▸ Your assignment:
Please write out each entry that follows, keeping it exactly the same.

▸ Data shown:
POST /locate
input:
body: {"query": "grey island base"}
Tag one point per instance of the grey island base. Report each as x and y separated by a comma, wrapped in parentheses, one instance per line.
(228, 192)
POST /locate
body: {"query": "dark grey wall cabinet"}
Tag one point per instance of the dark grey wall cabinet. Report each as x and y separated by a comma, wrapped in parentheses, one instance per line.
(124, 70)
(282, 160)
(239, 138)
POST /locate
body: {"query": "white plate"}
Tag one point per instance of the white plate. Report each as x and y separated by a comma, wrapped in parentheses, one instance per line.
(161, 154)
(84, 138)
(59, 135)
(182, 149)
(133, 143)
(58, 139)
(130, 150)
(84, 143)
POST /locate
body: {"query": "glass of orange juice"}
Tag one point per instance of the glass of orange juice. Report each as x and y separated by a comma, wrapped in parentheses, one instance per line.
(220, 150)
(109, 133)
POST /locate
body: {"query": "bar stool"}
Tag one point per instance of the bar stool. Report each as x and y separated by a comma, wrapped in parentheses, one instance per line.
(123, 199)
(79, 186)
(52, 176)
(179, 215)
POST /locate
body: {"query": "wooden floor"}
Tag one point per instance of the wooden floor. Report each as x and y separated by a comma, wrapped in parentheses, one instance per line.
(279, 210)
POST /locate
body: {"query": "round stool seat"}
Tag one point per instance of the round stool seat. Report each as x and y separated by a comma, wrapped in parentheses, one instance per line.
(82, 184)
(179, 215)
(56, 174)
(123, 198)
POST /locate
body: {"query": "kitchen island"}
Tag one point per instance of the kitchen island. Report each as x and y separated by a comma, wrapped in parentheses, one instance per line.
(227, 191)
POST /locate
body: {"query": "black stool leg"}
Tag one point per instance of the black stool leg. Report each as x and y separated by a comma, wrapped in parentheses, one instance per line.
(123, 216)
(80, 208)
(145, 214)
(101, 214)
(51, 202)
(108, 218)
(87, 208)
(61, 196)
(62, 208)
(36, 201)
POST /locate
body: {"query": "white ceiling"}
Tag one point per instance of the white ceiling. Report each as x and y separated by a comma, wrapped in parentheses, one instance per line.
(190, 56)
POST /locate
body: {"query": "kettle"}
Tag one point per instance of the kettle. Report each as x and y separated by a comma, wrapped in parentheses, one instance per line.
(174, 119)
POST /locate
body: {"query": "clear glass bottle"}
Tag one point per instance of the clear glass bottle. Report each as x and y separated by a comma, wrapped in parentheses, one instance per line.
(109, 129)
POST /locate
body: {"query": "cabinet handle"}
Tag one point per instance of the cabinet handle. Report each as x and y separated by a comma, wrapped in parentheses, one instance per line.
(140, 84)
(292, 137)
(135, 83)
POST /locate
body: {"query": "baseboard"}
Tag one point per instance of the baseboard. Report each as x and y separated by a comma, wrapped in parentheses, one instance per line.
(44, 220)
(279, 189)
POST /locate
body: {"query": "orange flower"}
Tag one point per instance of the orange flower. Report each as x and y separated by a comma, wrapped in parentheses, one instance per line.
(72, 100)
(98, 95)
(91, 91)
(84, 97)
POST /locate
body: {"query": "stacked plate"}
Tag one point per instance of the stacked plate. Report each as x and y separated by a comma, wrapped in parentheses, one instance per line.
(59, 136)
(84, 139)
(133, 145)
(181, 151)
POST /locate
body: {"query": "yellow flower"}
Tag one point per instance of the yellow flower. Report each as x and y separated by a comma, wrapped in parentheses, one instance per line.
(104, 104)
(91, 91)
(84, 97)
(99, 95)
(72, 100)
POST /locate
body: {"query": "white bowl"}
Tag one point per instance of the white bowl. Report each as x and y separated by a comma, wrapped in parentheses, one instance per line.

▸ Solution to this exercise:
POST /locate
input:
body: {"query": "grey island base"}
Tag one point per instance of the grey island base. Report each as x and y separated by a comma, wrapped in parentheses, one instance per line.
(228, 192)
POST /locate
body: {"query": "dark grey wall cabinet"}
Tag one point per instance of the dark grey wall cabinet. Report each as x and y separated by a comma, wrapped in parentheses, one instance per line.
(124, 70)
(282, 160)
(239, 138)
POST /locate
body: {"query": "white plate"}
Tag one point per instance of the white plate. Report each as x and y separated by a comma, wrapped in parentheses, one instance per line.
(161, 154)
(84, 138)
(59, 135)
(182, 149)
(133, 143)
(58, 139)
(130, 150)
(84, 143)
POST /locate
body: {"query": "glass of orange juice"}
Tag one point per instance of the glass of orange juice. Report each as x and y separated by a comma, wrapped in parentheses, one instance per line.
(220, 150)
(109, 133)
POST /locate
body: {"query": "bar stool"}
Tag one point per instance of the bar stool. Report each as x and y separated by a comma, wrapped in parentheses, one instance per line.
(123, 199)
(79, 186)
(52, 176)
(179, 215)
POST /locate
body: {"query": "wooden floor"}
Tag one point per instance of the wooden floor. Report each as x and y separated by a comma, wrapped in parentheses, one instance per line.
(279, 210)
POST /locate
body: {"query": "round stool seat"}
Tag one point per instance of the round stool seat. Report each as x and y separated by a comma, wrapped in parentheses, one instance per line.
(82, 184)
(179, 215)
(56, 174)
(123, 198)
POST /locate
body: {"query": "kitchen island"}
Tag one point per instance of the kitchen island. Report each as x and y separated by a comma, wrapped in parentheses, one instance per line.
(227, 191)
POST /locate
body: {"query": "black stool leg"}
Tag one point per instance of the black stool leg. Report each as x and y separated by a comma, wrapped in parentheses, one instance per line.
(123, 216)
(80, 208)
(145, 214)
(101, 214)
(51, 202)
(108, 218)
(87, 208)
(61, 196)
(62, 208)
(36, 201)
POST /locate
body: {"query": "white ceiling"}
Tag one point per instance of the white ceiling. Report each as x and y separated by a comma, wrapped in parentheses, one instance per line.
(190, 56)
POST /locate
body: {"query": "kettle"}
Tag one point per instance of the kettle. Report each as x and y separated by a comma, wrapped in parentheses, one instance per line.
(174, 119)
POST /locate
body: {"query": "clear glass bottle"}
Tag one point per instance of the clear glass bottle. Report each as x and y separated by a comma, wrapped in parentheses, one instance per line.
(109, 129)
POST /locate
body: {"query": "cabinet handle"}
Tag one point per instance of the cabinet handle. Report each as x and y separated by a comma, wrapped in parentheses, one instance per line.
(140, 84)
(292, 137)
(135, 83)
POST /locate
body: {"query": "baseboard"}
Tag one point per instance of the baseboard. Report each as x and y separated by a comma, wrapped in parentheses, one instance per line.
(44, 220)
(279, 189)
POST /locate
body: {"query": "orange flower"}
Tag one point per instance of the orange flower. Report each as x and y separated by a comma, wrapped in parentheses, one instance per line.
(72, 100)
(98, 95)
(91, 91)
(84, 97)
POST /locate
body: {"query": "stacked plate"}
Tag one point per instance of the stacked plate. Report each as x and y separated by a comma, wrapped in parentheses, one instance per line.
(59, 136)
(84, 139)
(133, 145)
(181, 151)
POST /locate
body: {"query": "yellow flower"}
Tag one point per instance of the yellow flower. Report each as x and y separated by a comma, wrapped in parentheses, one instance per line.
(104, 104)
(91, 91)
(84, 97)
(99, 95)
(72, 100)
POST /locate
body: {"query": "white bowl"}
Tag one point per instance of the white bowl. Report each as x and y separated by a comma, wrapped in parentheses, one instance per line.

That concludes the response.